- WHAT TO PRODUCE -
Rewrite the records below, substituting "central" for "innermost" wherever it occurs and leaving everything else unchanged.

- MATERIAL FOR THE TASK -
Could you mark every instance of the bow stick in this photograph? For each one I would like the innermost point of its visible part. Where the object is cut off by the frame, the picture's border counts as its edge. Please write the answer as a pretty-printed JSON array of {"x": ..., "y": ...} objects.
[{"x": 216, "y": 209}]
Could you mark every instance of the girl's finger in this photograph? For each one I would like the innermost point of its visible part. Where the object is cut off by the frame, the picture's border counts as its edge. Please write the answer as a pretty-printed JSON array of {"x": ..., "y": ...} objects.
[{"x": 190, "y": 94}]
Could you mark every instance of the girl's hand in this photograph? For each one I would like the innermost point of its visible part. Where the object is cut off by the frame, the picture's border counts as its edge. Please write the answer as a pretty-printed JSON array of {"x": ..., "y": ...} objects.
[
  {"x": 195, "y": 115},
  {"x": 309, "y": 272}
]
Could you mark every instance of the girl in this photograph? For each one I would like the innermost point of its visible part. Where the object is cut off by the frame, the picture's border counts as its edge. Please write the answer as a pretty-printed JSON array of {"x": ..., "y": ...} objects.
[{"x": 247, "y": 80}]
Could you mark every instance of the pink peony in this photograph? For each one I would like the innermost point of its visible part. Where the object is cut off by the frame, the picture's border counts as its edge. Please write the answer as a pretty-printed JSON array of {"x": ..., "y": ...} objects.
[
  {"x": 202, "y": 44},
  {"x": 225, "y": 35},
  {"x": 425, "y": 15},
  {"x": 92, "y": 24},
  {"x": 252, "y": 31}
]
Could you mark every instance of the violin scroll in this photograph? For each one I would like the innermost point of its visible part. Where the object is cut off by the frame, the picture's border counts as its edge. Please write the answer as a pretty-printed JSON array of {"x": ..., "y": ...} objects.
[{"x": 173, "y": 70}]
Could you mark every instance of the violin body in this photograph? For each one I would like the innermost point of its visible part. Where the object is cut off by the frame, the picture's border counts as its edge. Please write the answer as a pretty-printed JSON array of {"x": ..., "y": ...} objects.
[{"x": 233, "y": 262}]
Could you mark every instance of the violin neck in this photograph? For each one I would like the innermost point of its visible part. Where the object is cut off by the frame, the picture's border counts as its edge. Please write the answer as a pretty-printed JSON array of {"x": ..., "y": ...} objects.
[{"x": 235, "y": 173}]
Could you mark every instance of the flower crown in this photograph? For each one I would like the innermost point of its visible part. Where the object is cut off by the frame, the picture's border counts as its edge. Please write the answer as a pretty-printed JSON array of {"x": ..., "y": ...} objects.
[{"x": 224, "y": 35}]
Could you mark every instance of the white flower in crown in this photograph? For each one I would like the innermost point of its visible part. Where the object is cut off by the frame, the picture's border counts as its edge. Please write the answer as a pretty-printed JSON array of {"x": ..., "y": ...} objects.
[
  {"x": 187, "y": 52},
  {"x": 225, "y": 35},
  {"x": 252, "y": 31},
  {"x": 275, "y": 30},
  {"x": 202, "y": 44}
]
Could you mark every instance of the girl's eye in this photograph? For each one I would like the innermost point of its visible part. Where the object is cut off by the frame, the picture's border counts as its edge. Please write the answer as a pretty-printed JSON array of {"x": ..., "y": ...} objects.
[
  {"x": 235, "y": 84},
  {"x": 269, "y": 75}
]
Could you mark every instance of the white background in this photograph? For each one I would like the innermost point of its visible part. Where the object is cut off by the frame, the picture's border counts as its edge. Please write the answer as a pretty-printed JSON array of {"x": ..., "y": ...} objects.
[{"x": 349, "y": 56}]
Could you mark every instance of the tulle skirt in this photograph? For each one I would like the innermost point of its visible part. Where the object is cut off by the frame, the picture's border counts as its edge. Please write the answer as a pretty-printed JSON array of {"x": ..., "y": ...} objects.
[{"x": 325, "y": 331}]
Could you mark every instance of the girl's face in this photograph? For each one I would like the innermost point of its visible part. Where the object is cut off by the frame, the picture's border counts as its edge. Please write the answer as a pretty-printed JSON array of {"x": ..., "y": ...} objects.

- FULL SOLUTION -
Could you mark every instance of the bow stick in this photograph? For each one I would like the central point of its visible part. Where the object is cut off by the frame, the picture's border counts as its edge. Please write the answer as a pretty-printed JSON array of {"x": ..., "y": ...} objects.
[{"x": 216, "y": 209}]
Could you mark every instance of the girl's finger in this photograph? For each one I would like the central point of its visible part. Where the object is cut off by the frame, the picture's border counts as its edge. Please write the answer as a pretty-printed JSON array of {"x": ..., "y": ...} objects.
[{"x": 190, "y": 94}]
Could you mark every instance of the girl's hand in this photograph? For each one I would like the central point of its visible part. Where the object is cut off by the frame, the picture's border counts as its edge. Please write the answer as a pretty-printed JSON array of {"x": ..., "y": ...} objects.
[
  {"x": 195, "y": 115},
  {"x": 309, "y": 272}
]
Could you mark every instance of the girl in this photograph? For each one I would like the central point of its visible part. Where the object is cut off by the frame, the picture's border counts as its edge. Please write the answer as a pretty-printed JSON array of {"x": ..., "y": ...} objects.
[{"x": 247, "y": 80}]
Could you mark every instance of the pink peony in this photograph? For each one I would like the central point of its visible part. Where the object is cut off by the frame, the picture's border counts as its edge. Please write the answer as a pretty-printed JSON array of {"x": ..., "y": ...} objects.
[
  {"x": 202, "y": 44},
  {"x": 225, "y": 35},
  {"x": 425, "y": 15},
  {"x": 92, "y": 24},
  {"x": 252, "y": 31}
]
Could you mark every instance of the violin scroll in this photograph? For each one I would like the central point of its visible part. Where the object is cut off by the frame, the picture's border counts as its edge. Please write the answer as a pretty-printed JSON array of {"x": ..., "y": ...} objects.
[{"x": 173, "y": 70}]
Could you mark every instance of the violin body in this photograph? For each one I would like the central point of its visible part. Where the object is cut off by the frame, the picture's border counts as its edge. Please write the answer as a pretty-printed JSON array of {"x": ..., "y": ...} objects.
[{"x": 233, "y": 262}]
Could you mark every instance of the violin neck in this photograph? For each one I would like the central point of its visible part. Where the object is cut off by the frame, the picture's border counts as its edge. Please write the answer as a pretty-printed JSON array of {"x": ..., "y": ...} objects.
[{"x": 235, "y": 173}]
Could you mark every instance of the flower crown in this photograph? For each one I would like the central point of its visible part. Where the object is cut off by the frame, the picture's border counts as its edge. Please write the answer as a pretty-printed JSON array of {"x": ..., "y": ...} objects.
[{"x": 224, "y": 35}]
Could you mark every instance of the white flower in crown in this photograph? For each one I would like the central point of its visible part. Where the object is cut off by the frame, the picture's border counts as its edge. Please write the answer as a pretty-printed JSON array of {"x": ..., "y": ...} objects.
[
  {"x": 187, "y": 52},
  {"x": 225, "y": 35},
  {"x": 252, "y": 31},
  {"x": 275, "y": 30},
  {"x": 202, "y": 44}
]
Could you mark every instance of the girl's eye in this photograph? For each one I would like the central point of its visible part. Where the object is cut off by the frame, the picture's border counts as its edge. Please write the answer as a pretty-printed JSON array of {"x": ..., "y": ...} objects.
[
  {"x": 235, "y": 84},
  {"x": 269, "y": 75}
]
Could you mark every instance of the white background in this photograph? For each one I would like the central point of its visible part. Where the object is cut off by the frame, the picture's border counts as its edge. Please write the answer as a pretty-printed JSON array of {"x": ..., "y": ...} objects.
[{"x": 349, "y": 56}]
Could you mark every instance of the tulle skirt in this photograph? For each one I would like the central point of its visible part. Where the object is cut off by the frame, the picture's border counts as its edge. Please write the answer as a pretty-printed JSON array of {"x": ..., "y": ...} objects.
[{"x": 325, "y": 331}]
Could you mark every instance of the girl's face in this photograph? For each one I would like the central point of its visible part. Where the object is cut off by the frame, the picture's border counts as its edge. Please write the answer as a pretty-printed JSON array of {"x": ..., "y": ...} objects.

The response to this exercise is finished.